■ Ziel der Übung: Filtere aus dem folgenden Material alle Zeilen heraus, in denen das Wort „black“ vorkommt. Achte dabei auf Groß- und Kleinschreibung.

■ Material der Übung:
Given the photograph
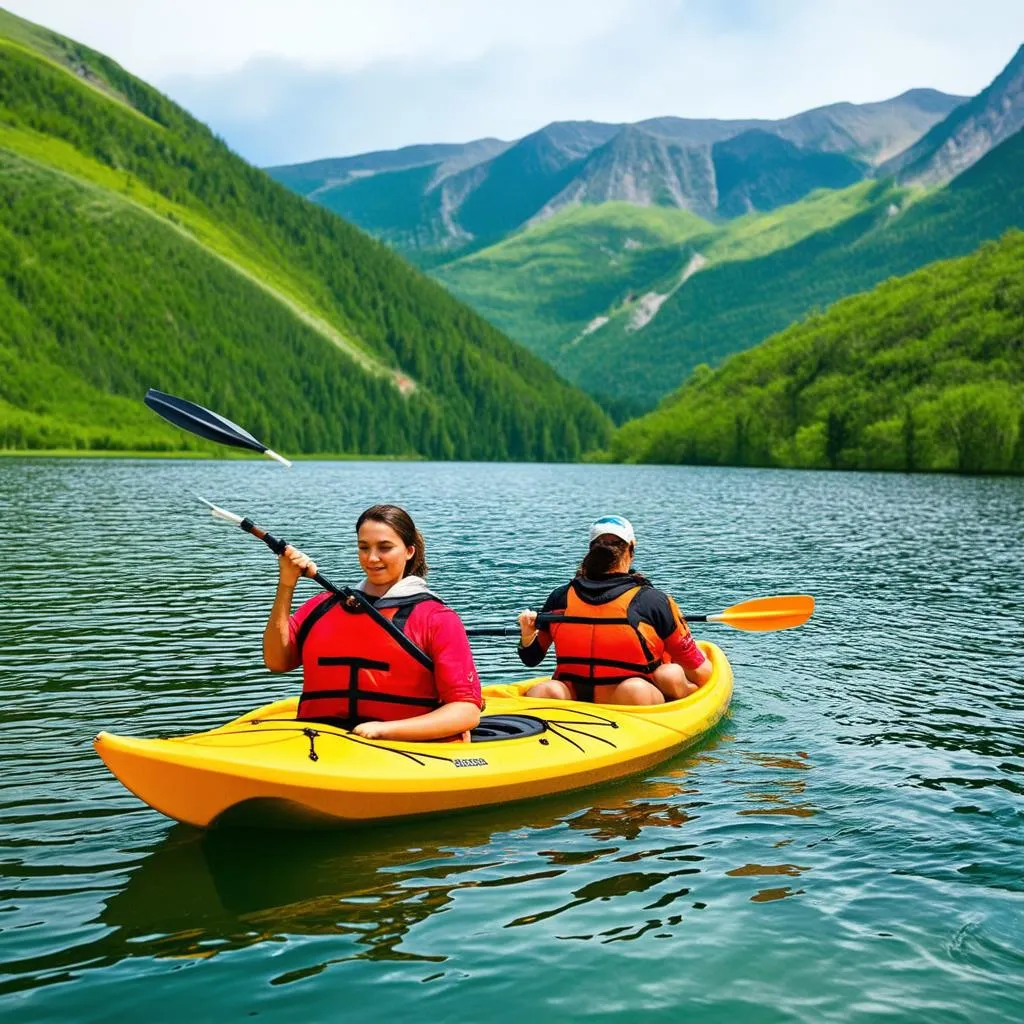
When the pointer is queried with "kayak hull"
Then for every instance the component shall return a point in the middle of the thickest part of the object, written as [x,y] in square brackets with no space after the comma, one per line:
[268,769]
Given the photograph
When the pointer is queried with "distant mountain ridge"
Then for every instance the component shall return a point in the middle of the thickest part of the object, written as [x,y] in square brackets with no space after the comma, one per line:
[136,250]
[434,202]
[968,133]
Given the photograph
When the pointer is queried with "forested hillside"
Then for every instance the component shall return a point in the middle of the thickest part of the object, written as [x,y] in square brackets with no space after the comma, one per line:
[137,251]
[734,305]
[437,203]
[923,373]
[555,284]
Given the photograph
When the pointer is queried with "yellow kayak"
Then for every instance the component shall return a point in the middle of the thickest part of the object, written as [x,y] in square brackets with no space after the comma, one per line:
[266,768]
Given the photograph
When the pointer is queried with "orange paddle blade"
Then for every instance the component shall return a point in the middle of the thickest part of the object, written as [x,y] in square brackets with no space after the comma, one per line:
[766,613]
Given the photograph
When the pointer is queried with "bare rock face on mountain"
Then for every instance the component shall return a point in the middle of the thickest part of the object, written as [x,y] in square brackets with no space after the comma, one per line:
[638,167]
[760,171]
[433,202]
[967,134]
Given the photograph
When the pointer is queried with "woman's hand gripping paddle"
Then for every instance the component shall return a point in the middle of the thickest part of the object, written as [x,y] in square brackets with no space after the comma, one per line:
[762,614]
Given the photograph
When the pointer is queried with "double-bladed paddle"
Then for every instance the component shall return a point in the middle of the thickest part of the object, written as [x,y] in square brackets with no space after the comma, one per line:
[205,423]
[762,614]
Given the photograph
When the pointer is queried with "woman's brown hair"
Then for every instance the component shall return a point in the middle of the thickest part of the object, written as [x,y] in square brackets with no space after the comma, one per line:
[605,553]
[401,522]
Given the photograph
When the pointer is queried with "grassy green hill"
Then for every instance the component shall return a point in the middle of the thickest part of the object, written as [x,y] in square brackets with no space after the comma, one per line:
[545,285]
[137,251]
[554,284]
[734,305]
[922,373]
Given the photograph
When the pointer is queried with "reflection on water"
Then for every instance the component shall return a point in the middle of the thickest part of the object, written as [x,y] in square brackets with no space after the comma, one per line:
[858,816]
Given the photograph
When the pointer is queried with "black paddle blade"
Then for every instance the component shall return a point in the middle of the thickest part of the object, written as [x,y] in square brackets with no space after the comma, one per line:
[200,421]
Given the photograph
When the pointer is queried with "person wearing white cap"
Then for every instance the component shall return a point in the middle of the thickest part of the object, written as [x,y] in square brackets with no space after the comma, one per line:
[616,638]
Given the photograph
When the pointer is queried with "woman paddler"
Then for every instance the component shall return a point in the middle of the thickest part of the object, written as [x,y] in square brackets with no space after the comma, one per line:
[401,668]
[617,640]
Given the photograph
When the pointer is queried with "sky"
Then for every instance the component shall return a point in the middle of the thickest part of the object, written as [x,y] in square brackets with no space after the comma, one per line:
[286,81]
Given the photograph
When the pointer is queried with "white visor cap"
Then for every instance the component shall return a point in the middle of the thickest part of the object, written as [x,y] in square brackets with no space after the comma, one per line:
[614,524]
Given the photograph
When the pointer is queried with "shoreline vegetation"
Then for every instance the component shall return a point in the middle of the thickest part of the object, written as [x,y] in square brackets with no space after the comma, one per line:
[137,251]
[178,454]
[923,373]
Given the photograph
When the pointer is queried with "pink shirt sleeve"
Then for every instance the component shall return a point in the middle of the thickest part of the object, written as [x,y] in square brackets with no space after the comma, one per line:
[681,646]
[439,632]
[301,613]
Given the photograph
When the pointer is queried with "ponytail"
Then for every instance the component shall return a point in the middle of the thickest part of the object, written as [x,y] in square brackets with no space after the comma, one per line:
[605,553]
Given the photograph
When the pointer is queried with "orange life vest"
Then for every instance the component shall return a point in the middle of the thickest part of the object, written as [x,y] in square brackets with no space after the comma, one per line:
[602,644]
[355,670]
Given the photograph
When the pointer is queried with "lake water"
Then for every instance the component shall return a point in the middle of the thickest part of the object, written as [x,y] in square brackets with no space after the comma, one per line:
[849,846]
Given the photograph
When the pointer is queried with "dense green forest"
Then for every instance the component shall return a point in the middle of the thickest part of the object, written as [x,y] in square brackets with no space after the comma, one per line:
[136,250]
[589,267]
[734,305]
[923,373]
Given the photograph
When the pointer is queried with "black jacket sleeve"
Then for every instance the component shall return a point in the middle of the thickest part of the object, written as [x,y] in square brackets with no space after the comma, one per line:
[534,654]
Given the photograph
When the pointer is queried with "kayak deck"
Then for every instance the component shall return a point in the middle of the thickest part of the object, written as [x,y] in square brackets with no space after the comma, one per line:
[268,768]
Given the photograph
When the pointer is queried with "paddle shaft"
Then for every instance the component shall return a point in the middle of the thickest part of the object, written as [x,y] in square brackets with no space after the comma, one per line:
[278,547]
[513,631]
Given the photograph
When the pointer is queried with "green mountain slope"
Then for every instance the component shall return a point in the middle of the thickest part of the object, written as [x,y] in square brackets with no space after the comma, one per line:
[467,197]
[732,306]
[554,284]
[923,373]
[545,285]
[137,250]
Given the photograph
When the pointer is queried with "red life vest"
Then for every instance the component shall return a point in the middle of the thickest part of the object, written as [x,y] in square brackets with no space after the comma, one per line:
[603,644]
[354,670]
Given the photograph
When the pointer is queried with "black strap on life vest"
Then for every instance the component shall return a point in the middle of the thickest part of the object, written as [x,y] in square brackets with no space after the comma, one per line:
[352,692]
[393,629]
[633,668]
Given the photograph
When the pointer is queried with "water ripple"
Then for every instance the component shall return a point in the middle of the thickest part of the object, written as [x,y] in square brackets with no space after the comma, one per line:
[849,845]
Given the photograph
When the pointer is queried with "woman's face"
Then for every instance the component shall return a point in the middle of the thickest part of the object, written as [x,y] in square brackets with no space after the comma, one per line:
[382,554]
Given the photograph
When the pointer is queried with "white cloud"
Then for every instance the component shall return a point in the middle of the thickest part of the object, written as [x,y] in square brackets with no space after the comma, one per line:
[292,82]
[205,37]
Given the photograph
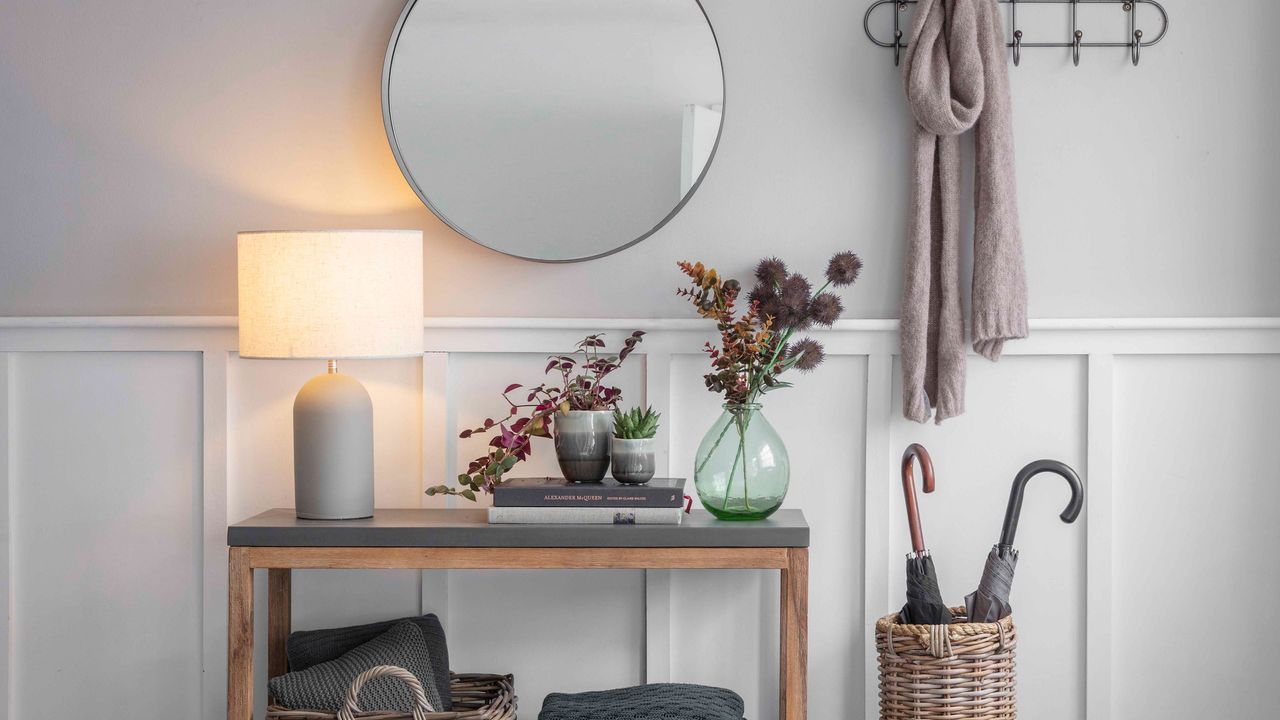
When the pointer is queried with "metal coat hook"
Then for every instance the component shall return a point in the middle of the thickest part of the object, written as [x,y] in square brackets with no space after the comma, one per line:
[1134,39]
[897,33]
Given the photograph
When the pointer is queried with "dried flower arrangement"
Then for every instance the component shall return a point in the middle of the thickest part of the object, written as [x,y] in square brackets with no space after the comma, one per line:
[758,346]
[581,387]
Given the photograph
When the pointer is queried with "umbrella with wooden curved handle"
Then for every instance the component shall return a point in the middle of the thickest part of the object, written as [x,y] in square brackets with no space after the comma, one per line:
[913,510]
[924,605]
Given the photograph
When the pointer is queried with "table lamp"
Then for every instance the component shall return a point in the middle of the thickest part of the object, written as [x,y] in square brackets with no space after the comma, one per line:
[330,295]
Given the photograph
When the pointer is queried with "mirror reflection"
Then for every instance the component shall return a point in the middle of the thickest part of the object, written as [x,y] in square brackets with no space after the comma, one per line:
[553,130]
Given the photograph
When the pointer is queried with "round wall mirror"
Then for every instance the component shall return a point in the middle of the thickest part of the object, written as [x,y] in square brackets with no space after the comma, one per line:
[553,130]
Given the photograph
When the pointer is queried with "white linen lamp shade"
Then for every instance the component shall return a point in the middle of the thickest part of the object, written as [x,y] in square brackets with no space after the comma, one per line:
[330,295]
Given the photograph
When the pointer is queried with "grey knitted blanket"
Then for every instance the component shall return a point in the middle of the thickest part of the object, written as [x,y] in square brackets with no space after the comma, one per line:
[659,701]
[324,686]
[311,647]
[956,80]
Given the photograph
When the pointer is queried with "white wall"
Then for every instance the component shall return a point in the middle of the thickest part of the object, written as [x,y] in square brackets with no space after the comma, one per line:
[138,136]
[129,449]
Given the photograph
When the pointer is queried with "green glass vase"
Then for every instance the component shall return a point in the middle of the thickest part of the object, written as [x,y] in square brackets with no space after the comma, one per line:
[741,470]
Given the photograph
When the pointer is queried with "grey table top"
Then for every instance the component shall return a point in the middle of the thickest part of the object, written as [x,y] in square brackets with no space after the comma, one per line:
[470,528]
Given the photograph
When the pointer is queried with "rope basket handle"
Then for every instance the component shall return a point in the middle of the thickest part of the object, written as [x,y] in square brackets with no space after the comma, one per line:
[421,707]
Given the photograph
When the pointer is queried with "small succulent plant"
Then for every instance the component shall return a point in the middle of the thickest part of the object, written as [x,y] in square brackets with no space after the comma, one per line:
[635,423]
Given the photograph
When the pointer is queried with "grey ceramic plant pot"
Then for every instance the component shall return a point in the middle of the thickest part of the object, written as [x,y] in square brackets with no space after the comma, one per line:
[583,443]
[634,460]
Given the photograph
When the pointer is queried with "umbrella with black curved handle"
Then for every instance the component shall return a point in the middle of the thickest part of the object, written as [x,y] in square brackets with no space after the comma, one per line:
[990,602]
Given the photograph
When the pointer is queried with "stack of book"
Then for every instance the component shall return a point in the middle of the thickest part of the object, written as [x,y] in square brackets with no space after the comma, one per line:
[661,501]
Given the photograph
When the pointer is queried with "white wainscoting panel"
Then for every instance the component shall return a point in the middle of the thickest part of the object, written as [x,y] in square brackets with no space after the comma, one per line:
[127,445]
[1196,537]
[105,534]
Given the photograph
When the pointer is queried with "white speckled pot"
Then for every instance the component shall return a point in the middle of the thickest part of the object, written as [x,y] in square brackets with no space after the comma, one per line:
[634,460]
[583,443]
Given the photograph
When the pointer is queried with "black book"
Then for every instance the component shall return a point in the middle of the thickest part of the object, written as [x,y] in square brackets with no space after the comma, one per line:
[558,492]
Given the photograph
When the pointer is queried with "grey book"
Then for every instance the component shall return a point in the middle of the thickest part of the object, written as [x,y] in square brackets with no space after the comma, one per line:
[558,492]
[585,515]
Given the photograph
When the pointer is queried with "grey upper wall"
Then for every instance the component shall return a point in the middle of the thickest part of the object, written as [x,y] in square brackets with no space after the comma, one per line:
[136,137]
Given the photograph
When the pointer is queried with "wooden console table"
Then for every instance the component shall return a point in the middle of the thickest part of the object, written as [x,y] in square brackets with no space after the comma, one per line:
[462,540]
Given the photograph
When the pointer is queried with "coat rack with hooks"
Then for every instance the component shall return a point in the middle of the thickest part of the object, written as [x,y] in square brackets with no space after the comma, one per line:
[1075,41]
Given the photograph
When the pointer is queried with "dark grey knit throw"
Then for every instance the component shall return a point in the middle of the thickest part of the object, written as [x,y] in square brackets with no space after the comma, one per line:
[666,701]
[324,686]
[311,647]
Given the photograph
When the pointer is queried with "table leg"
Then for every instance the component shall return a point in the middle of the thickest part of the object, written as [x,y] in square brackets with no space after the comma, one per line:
[794,656]
[240,636]
[279,607]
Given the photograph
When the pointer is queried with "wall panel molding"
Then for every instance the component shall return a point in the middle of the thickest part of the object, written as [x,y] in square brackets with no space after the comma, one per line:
[452,342]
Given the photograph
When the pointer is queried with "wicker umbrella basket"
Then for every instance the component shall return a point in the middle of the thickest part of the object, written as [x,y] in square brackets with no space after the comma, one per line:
[475,697]
[960,671]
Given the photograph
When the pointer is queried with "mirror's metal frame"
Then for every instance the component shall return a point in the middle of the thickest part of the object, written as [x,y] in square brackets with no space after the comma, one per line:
[421,194]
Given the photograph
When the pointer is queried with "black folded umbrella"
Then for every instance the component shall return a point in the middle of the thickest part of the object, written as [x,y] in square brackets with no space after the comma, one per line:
[924,604]
[990,602]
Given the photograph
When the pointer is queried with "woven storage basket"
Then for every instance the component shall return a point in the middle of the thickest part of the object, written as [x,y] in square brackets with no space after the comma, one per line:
[960,671]
[475,697]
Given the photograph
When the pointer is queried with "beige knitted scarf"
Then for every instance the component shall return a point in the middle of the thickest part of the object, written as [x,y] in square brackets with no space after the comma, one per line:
[956,78]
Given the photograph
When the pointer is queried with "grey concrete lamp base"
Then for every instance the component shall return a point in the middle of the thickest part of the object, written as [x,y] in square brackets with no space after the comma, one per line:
[333,449]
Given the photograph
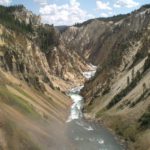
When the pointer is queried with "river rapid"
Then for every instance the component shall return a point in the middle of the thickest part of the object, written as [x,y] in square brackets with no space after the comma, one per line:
[83,134]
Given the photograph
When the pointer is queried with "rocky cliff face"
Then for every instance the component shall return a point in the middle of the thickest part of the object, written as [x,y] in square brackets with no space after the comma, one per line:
[120,89]
[37,49]
[41,58]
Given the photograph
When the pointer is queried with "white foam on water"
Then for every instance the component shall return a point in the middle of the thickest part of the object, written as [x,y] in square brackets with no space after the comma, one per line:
[89,128]
[77,106]
[100,141]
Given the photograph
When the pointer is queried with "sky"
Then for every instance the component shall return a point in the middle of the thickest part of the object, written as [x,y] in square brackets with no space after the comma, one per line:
[69,12]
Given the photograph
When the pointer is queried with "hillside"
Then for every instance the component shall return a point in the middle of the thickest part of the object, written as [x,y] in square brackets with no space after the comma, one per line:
[118,95]
[40,62]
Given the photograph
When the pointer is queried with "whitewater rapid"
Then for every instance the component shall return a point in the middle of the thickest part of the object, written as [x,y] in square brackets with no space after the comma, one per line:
[83,134]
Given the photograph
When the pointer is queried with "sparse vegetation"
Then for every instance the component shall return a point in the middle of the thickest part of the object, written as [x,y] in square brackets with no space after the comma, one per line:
[125,91]
[147,64]
[16,101]
[8,20]
[145,119]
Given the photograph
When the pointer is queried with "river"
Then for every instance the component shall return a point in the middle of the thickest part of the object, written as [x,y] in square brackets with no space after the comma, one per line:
[83,134]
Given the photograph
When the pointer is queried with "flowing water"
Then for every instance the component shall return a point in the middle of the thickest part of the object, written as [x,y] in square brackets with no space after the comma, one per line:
[87,135]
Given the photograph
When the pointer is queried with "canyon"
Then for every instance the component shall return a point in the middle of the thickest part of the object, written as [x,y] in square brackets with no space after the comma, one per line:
[39,64]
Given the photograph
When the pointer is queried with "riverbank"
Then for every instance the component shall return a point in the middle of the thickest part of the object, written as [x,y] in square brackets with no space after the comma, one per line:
[87,135]
[104,124]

■ Lösung zur Aufgabe:
When the pointer is queried with "black paddle blade"
When the pointer is queried with "black jacket sleeve"
When the pointer is queried with "black strap on life vest"
When the pointer is queried with "umbrella with black curved handle"
When the pointer is queried with "black book"
When the pointer is queried with "black folded umbrella"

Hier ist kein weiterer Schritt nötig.